**Required work**:
Reproduce every one of the lines below word for word, changing nothing.

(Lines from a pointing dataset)
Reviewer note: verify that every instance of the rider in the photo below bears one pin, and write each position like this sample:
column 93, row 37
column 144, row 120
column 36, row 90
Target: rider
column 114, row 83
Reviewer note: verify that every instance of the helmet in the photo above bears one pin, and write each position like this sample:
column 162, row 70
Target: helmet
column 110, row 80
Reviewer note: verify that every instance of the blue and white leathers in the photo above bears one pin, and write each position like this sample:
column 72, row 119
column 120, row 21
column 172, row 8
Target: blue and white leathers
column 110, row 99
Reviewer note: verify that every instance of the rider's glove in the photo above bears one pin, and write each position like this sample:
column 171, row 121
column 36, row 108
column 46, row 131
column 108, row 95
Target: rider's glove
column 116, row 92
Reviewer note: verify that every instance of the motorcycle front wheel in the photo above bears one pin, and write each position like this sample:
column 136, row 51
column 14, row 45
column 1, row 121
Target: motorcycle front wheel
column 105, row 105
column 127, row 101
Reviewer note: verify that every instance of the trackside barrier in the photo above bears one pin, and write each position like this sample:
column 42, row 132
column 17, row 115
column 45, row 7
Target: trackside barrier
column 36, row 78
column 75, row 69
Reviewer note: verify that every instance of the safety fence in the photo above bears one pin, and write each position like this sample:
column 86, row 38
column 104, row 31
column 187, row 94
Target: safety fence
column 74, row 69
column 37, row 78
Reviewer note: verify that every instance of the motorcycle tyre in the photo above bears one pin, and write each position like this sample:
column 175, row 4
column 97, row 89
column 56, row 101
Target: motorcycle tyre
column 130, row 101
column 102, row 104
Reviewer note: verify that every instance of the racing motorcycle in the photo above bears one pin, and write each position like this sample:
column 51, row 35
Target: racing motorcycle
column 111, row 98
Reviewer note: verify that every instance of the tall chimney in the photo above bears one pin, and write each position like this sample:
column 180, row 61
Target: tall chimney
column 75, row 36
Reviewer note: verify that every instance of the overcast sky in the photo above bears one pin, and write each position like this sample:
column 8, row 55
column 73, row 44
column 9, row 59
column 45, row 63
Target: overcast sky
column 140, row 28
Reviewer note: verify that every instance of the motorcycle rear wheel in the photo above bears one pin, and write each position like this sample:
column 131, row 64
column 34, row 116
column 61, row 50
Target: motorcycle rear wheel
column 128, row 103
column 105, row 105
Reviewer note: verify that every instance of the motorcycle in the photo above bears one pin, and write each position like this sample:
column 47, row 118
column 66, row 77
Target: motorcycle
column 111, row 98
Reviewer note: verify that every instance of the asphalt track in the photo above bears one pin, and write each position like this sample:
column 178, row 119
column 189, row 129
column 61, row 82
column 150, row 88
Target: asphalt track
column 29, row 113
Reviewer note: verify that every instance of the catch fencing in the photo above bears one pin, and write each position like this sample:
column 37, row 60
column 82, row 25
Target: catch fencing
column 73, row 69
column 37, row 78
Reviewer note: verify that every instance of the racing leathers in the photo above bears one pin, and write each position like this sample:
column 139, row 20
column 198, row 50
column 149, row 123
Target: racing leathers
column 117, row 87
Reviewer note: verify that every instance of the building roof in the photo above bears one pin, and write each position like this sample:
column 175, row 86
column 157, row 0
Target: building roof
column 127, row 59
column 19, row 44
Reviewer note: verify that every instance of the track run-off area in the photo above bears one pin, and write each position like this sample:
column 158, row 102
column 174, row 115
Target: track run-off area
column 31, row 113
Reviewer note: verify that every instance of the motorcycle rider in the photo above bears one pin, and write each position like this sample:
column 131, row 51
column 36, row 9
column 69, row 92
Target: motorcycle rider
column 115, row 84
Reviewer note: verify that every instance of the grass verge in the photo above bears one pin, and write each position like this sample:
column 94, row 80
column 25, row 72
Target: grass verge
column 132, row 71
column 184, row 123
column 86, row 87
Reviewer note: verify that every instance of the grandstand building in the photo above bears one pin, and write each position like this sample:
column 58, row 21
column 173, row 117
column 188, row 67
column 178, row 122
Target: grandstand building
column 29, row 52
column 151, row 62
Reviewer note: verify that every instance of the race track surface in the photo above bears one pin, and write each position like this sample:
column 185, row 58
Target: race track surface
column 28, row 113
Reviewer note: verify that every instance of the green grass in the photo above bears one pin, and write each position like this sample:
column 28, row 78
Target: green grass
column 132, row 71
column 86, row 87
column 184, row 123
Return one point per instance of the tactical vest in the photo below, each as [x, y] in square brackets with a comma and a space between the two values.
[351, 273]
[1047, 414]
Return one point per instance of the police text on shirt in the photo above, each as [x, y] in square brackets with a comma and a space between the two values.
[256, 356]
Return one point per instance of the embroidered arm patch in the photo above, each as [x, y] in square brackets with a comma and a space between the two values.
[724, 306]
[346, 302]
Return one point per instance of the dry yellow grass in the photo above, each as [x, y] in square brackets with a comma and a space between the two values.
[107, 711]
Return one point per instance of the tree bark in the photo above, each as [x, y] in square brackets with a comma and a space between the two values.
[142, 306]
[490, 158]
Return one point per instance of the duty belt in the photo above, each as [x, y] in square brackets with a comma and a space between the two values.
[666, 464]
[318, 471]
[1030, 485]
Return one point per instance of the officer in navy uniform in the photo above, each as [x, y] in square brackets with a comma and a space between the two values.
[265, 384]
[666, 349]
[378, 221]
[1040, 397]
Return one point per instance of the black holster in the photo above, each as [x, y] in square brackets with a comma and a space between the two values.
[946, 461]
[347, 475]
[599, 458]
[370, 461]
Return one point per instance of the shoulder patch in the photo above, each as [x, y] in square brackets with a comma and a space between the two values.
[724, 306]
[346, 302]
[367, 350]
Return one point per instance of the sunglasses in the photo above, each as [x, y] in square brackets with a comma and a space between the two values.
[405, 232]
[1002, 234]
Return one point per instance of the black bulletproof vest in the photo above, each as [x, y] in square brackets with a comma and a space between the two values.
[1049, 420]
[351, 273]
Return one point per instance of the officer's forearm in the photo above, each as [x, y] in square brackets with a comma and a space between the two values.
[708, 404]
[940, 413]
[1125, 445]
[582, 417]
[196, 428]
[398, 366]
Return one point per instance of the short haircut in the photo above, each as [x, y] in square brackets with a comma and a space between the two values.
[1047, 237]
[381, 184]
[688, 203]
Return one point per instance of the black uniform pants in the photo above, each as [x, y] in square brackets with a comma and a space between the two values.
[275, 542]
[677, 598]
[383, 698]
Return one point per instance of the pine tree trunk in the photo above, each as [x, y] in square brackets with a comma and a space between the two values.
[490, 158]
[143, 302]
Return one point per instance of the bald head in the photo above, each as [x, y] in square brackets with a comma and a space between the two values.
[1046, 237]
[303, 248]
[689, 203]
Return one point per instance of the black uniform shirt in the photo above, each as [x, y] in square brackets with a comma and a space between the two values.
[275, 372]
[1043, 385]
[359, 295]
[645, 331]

**Complete answer**:
Reviewer note: verify that every instance of the rider in the photo below bears one pin, and write each position like this sample:
column 93, row 37
column 144, row 120
column 36, row 90
Target: rider
column 114, row 83
Reviewer note: verify that every instance of the helmet in the photo above bears one pin, and write each position like this sample:
column 162, row 70
Target: helmet
column 110, row 80
Reviewer note: verify that every instance of the blue and white leathers in the photo above bears one pin, and write each position like this sample:
column 72, row 119
column 120, row 21
column 172, row 8
Target: blue and white leathers
column 110, row 99
Reviewer note: verify that every instance of the rider's glove in the photo above bears one pin, and write each position like this sample:
column 171, row 121
column 36, row 108
column 46, row 131
column 108, row 95
Target: rider's glove
column 116, row 92
Reviewer note: verify that every instance of the motorcycle front wheel in the photo above bears one pin, and write each position like this sample:
column 136, row 51
column 14, row 45
column 1, row 121
Target: motorcycle front wheel
column 105, row 105
column 127, row 101
Reviewer note: verify that every instance of the trackside barrier in the photo above bears one pin, and write each position like this sample:
column 42, row 132
column 17, row 115
column 45, row 7
Target: trackside barrier
column 36, row 78
column 75, row 69
Reviewer note: verify that every instance of the safety fence in the photo above bears one pin, and write each position like this sample:
column 86, row 38
column 104, row 31
column 187, row 94
Target: safety fence
column 74, row 69
column 37, row 78
Reviewer note: verify that every instance of the motorcycle tyre in the photo above bears one pin, and write each position like this sample:
column 175, row 4
column 97, row 89
column 56, row 101
Target: motorcycle tyre
column 130, row 101
column 102, row 104
Reviewer note: verify that every instance of the racing motorcycle in the photo above bears one pin, and write each position like this sample:
column 51, row 35
Target: racing motorcycle
column 111, row 98
Reviewer note: verify that every instance of the tall chimney in the photo above bears one pin, and write each position like this sample:
column 180, row 61
Target: tall chimney
column 75, row 36
Reviewer note: verify that every instance of the overcast sky in the photo above bears one pin, and write each position like this sample:
column 8, row 55
column 73, row 44
column 9, row 59
column 45, row 63
Target: overcast sky
column 140, row 28
Reviewer note: verify that every instance of the motorcycle rear wheel in the photo above bears one pin, and write each position like this sample:
column 131, row 64
column 34, row 116
column 61, row 50
Target: motorcycle rear wheel
column 128, row 103
column 105, row 105
Reviewer note: verify that every instance of the motorcycle in the photo above bears one pin, and write each position like this sample:
column 47, row 118
column 66, row 77
Target: motorcycle
column 111, row 98
Reviewer note: verify that every instance of the asphalt track in the photo above bears one pin, and write each position like this sample:
column 178, row 119
column 189, row 129
column 61, row 82
column 150, row 88
Target: asphalt track
column 29, row 113
Reviewer note: verify that every instance of the catch fencing in the photo above bears one pin, and write each position like this sample:
column 37, row 60
column 82, row 25
Target: catch fencing
column 73, row 69
column 37, row 78
Reviewer note: verify that every instance of the racing leathers in the photo above bears one pin, and write each position like this sample:
column 139, row 20
column 198, row 50
column 149, row 123
Target: racing leathers
column 117, row 87
Reviewer note: verify that every instance of the building roof in the photo above bears one pin, and write each position like this sample:
column 175, row 86
column 157, row 0
Target: building roof
column 127, row 59
column 19, row 44
Reviewer note: verify that every instance of the track run-off area in the photo above bears one pin, and write each position like this sample:
column 158, row 102
column 174, row 115
Target: track run-off area
column 31, row 113
Reviewer note: verify that every instance of the motorcycle rider in the photo above bears one pin, and write each position like this sample:
column 131, row 51
column 36, row 9
column 69, row 92
Target: motorcycle rider
column 115, row 84
Reviewer note: verify that every instance of the grass verge in the photo above bears one pin, and write each position like this sample:
column 94, row 80
column 25, row 72
Target: grass verge
column 132, row 71
column 184, row 123
column 86, row 87
Reviewer note: verify that every instance of the grandstand building in the photo above bears one pin, and write each position like this sample:
column 58, row 21
column 173, row 117
column 188, row 67
column 178, row 122
Target: grandstand building
column 29, row 52
column 151, row 62
Reviewer note: verify that every instance of the race track surface in the photo above bears one pin, and write each position like this sample:
column 185, row 58
Target: race track surface
column 28, row 113
Reviewer note: verify that every instance of the green grass in the photo above bears one pin, and write each position like this sample:
column 28, row 78
Target: green grass
column 132, row 71
column 86, row 87
column 184, row 123
Return one point per instance of the tactical vest in the photo below, each as [x, y] in square brackets with a comma and a space between the two values.
[351, 273]
[1047, 414]
Return one point per instance of the police text on shirt in the photo above, each as [x, y] in square brackets with a comma and a space between the two values.
[256, 356]
Return one point per instance of the embroidered arm patch in the photo above, each as [x, y] in square brackets with a comma and a space between the two values.
[724, 306]
[346, 302]
Return one point per instance of the dry yellow grass in the photo above, each as [x, y] in square brackets with a comma and a space between the two values.
[107, 711]
Return one point per instance of the tree bark in the photo above, each as [x, y] in square brackets with a comma and a space between the two values.
[142, 306]
[490, 158]
Return one point per instance of the duty belt in the photo above, each as [x, y] in square brackets with a comma and a space between the two values.
[666, 464]
[318, 471]
[1030, 485]
Return one point per instance of the officer in navy uniform in the photo above, each as [x, y] in square brackets with a comma and a space between the two values.
[265, 384]
[666, 349]
[378, 221]
[1040, 397]
Return one point per instance of the black holster in the photo above, each as [x, y] in square brackets with a comma and a space between the two values.
[946, 461]
[347, 475]
[599, 458]
[370, 461]
Return one point per instance of the shoulder patch in the photo above, each as [x, y] in square brackets with a comma and a space between the two values.
[724, 306]
[346, 302]
[367, 350]
Return one point per instance of the sunglasses in the photo above, each as [x, y] in square brackets with a comma and a space between the two values.
[405, 232]
[1002, 234]
Return one point per instance of the black bulletproof vest in the photo above, each as [x, y] in square brackets with a comma and a space between the two values.
[1049, 420]
[351, 273]
Return one point per instance of the officer's forearm in the photo above, each as [x, y] in square brackets with a comma and a space between the two values.
[708, 404]
[940, 413]
[1125, 445]
[582, 417]
[196, 428]
[398, 366]
Return one point per instance of the short haircut in the photo above, each as [x, y] in square brackets with a comma and a space between the two values.
[1047, 237]
[381, 184]
[688, 203]
Return one point per instance of the black uniform pants in the photo above, each as [x, y] in square brackets with a comma and a space between the two values.
[275, 542]
[677, 598]
[383, 698]
Return one point per instance of the pine tree trunk in the photo above, each as [x, y] in square brackets with a comma and a space between the two values.
[490, 158]
[143, 302]
Return one point per instance of the bald head in the photo above, each as [x, y] in square brackets with a comma and a space between the two values.
[1046, 237]
[303, 248]
[689, 203]
Return one point per instance of the black uniform shirt in the photo above, each as [x, y] in square brackets with a comma and a space between the two values.
[275, 372]
[1043, 385]
[359, 295]
[645, 331]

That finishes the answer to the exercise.